:: Stated exercise ::
Give the lines of the rows below as a JSON list of strings, one string per line, omitting blank lines and leaving the pictures out.
*** Material provided ***
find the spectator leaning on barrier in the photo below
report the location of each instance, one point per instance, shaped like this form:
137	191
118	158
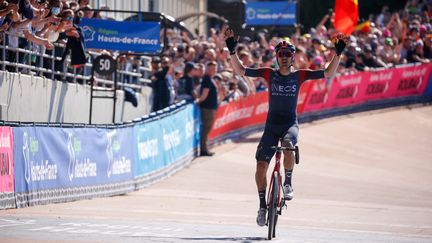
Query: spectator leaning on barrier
281	124
185	88
208	102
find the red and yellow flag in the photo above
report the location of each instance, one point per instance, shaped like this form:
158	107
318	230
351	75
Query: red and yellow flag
363	27
346	16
***
:: Result of this exercise ::
[
  "find the spectator leaning on barrier in the photo below",
  "report the location of each instance, one point per instance, shaped like this form:",
  "137\t191",
  "118\t158",
  "Query: spectator leaning on barrier",
  "281\t124",
  "185\t88",
  "208\t102",
  "find the red and yellow flag in the photo above",
  "report the location of each instance, one point per instance, shaped like this form:",
  "158\t107",
  "318\t230",
  "351\t75",
  "Query: red and yellow flag",
  "363\t27",
  "346\t16"
]